──────── MATÉRIEL FOURNI

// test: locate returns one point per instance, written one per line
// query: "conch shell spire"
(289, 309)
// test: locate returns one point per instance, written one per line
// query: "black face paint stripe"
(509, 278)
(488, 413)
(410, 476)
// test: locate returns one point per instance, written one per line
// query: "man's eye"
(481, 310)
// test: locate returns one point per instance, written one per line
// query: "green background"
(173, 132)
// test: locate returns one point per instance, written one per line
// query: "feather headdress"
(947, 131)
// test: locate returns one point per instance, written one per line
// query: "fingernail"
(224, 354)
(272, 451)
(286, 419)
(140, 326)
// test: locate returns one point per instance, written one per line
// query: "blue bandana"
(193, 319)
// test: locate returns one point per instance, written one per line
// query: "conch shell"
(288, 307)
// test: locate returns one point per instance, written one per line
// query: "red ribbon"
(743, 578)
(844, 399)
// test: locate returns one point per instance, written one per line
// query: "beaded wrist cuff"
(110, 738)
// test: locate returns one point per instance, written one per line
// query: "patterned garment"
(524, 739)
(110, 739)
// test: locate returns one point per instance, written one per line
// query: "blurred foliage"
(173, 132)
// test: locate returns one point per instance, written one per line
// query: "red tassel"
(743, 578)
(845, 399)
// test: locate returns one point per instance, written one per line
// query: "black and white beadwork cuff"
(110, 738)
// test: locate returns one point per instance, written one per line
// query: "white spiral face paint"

────────────────

• _ÉNONCÉ DU PROBLÈME_
Disposez l'ensemble du matériel ci-dessus en liste numérotée, en omettant les lignes vides.

• _RÉSULTAT_
1. // test: locate returns one point per instance, written one per line
2. // query: "conch shell spire"
3. (289, 309)
4. // test: locate returns one point per instance, written one per line
5. // query: "black face paint stripe"
6. (509, 278)
7. (488, 413)
8. (410, 476)
9. // test: locate returns one point per instance, written one per line
10. // query: "man's eye"
11. (481, 310)
12. // test: locate returns one point per instance, written one per line
13. // query: "green background"
14. (173, 132)
15. // test: locate returns one point per instance, written one per line
16. // query: "feather headdress"
17. (947, 131)
18. // test: locate returns one point per instance, written one per line
19. // query: "fingernail"
20. (224, 354)
21. (272, 451)
22. (286, 419)
23. (140, 326)
24. // test: locate returns one point per instance, written one per line
25. // query: "blue bandana"
26. (193, 319)
27. // test: locate returns one point per instance, written one per line
28. // query: "conch shell"
29. (288, 307)
30. // test: locate returns one point per instance, written one per line
31. // query: "red ribbon"
32. (743, 578)
33. (844, 399)
34. // test: locate returns one point per instance, written one per line
35. // query: "beaded wrist cuff"
36. (110, 738)
37. // test: locate returns one point per instance, written one per line
38. // query: "patterned garment"
39. (524, 739)
40. (110, 739)
41. // test: locate returns one point per instance, written one per line
42. // query: "blurred foliage"
43. (173, 132)
44. // test: locate returns one point per instance, written one per line
45. // query: "red tassel"
46. (743, 578)
47. (845, 399)
48. // test: locate returns one point per instance, written one per line
49. // query: "black and white beadwork cuff"
50. (110, 738)
51. // test: locate returns one point per instance, written one per line
52. // query: "white spiral face paint"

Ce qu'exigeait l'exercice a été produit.